### Exercise objective
From the listing below, pull out the lines that hold "office".

· · · · · · ·

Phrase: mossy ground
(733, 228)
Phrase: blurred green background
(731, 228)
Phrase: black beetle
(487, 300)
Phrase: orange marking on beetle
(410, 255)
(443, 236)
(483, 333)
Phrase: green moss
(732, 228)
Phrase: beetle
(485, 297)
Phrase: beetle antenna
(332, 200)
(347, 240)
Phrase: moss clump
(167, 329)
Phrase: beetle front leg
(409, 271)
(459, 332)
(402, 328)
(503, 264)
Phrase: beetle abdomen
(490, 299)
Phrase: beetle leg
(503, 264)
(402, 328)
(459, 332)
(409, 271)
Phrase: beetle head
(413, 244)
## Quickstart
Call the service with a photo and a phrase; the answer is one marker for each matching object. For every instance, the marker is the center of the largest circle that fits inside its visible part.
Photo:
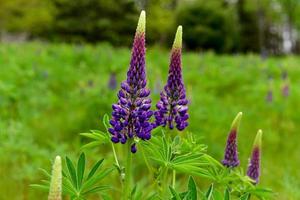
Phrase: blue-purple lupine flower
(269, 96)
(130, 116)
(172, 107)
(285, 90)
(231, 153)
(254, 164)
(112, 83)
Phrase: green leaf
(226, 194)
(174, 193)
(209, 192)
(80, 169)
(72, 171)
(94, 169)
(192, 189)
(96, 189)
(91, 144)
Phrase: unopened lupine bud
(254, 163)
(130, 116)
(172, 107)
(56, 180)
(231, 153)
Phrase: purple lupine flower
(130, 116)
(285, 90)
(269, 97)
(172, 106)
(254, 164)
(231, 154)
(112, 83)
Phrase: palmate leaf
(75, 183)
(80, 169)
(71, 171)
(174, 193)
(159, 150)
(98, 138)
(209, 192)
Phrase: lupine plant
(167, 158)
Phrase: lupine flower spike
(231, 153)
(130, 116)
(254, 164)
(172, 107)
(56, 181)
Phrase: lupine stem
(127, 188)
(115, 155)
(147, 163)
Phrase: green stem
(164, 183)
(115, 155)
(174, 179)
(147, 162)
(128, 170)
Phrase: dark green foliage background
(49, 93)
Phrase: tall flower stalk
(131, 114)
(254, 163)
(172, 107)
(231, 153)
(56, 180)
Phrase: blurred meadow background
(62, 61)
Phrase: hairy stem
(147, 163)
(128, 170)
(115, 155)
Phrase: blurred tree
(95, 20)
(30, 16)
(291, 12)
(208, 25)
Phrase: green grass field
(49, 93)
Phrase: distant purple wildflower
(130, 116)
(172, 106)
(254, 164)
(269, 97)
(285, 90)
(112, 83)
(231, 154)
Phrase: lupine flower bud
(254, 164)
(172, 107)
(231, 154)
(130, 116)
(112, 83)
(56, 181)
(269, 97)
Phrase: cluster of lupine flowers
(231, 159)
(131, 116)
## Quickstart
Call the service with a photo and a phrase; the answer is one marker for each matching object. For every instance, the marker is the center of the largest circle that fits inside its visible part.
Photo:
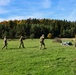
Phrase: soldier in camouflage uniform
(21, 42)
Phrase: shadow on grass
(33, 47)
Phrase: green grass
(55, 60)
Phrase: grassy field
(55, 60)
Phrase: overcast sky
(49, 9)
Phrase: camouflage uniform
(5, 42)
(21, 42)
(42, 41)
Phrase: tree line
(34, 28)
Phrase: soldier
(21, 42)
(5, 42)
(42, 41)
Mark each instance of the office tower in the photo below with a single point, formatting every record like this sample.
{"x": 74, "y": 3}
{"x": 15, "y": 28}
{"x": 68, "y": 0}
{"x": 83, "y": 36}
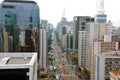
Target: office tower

· · · · · · ·

### Result
Mark each instance of the office tower in the photo below with a single point, formatting every record like this sample.
Target: office tower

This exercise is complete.